**EXCERPTED TEXT:**
########################################

Each year in the United States, about 200,000 people suffer an ACL tear, and these injuries cost the health care system $1 billion. An ACL tear increases the risk of developing osteoarthritis, joint degeneration and loss of cartilage that helps stabilize the knee.
ACL reconstruction may prevent these problems, but not all patients require this surgery. Some people have more stable knees and won't develop further knee problems after an ACL tear. Skipping surgery may be an option for patients who do not play sports that involve pivoting, such as soccer or basketball. However, it's difficult to identify patients who can avoid surgery without developing further problems.
In this study, published online ahead of print in Proceedings of the Institution of Mechanical Engineering, researchers conducted experiments with nine knees from dead people to examine how knee shape affects knee mechanics during walking after an ACL tear.
The knees were outfitted with a sensor that measured the contact stresses of a critical weight-bearing area on the top of the shinbone called the tibial plateau. The knees were then mounted on a machine that replicated the action of walking. The knees were tested before and after the ACL was cut to mimic a tear.
The results showed that the shape of the knee can help determine which patients are more likely to develop further cartilage damage in the front and the back of the knee after an ACL tear. This means that X-rays may help doctors identify patients who do not require surgery.
"This is a limited study because these are dead knees, we are only looking at walking, it is only a small sample size, we have focused on the inside of the knee, etc., but it provides a glint of information about how the knee functions after an ACL rupture," Maher pointed out in the news release. "Even though this is a lab-based study, it suggests that the shape of a person's knee may be ultimately used as some guidance as to whether certain patients should have their ACL replaced or repaired versus other patients."

########################################

**GIVEN RECORDS:**
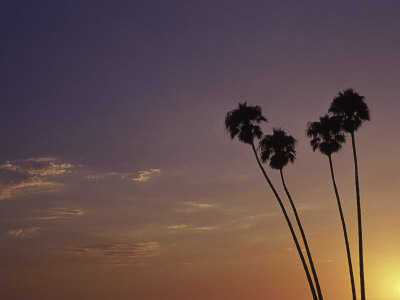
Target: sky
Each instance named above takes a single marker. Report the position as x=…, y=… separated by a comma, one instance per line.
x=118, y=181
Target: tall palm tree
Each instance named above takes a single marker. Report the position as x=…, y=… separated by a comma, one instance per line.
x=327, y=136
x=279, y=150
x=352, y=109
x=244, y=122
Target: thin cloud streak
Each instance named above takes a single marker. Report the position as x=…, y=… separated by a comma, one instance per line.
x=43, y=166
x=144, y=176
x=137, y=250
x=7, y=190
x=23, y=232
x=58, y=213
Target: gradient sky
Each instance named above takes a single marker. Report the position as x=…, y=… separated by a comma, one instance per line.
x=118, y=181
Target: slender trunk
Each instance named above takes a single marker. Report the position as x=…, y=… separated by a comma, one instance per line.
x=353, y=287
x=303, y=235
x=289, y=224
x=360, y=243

########################################

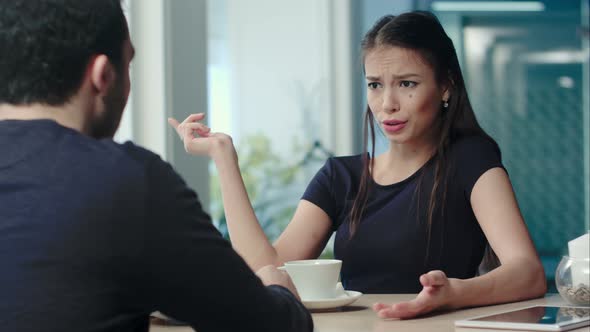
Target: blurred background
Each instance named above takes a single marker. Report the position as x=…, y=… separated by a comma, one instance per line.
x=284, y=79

########################################

**TASK:** In the text on ACL tears, copy the part starting with "In this study, published" and going on through "mimic a tear.", changing "shinbone" to "tibia". The records are separate material and have no connection to the text on ACL tears.

**TASK RESPONSE:**
In this study, published online ahead of print in Proceedings of the Institution of Mechanical Engineering, researchers conducted experiments with nine knees from dead people to examine how knee shape affects knee mechanics during walking after an ACL tear.
The knees were outfitted with a sensor that measured the contact stresses of a critical weight-bearing area on the top of the tibia called the tibial plateau. The knees were then mounted on a machine that replicated the action of walking. The knees were tested before and after the ACL was cut to mimic a tear.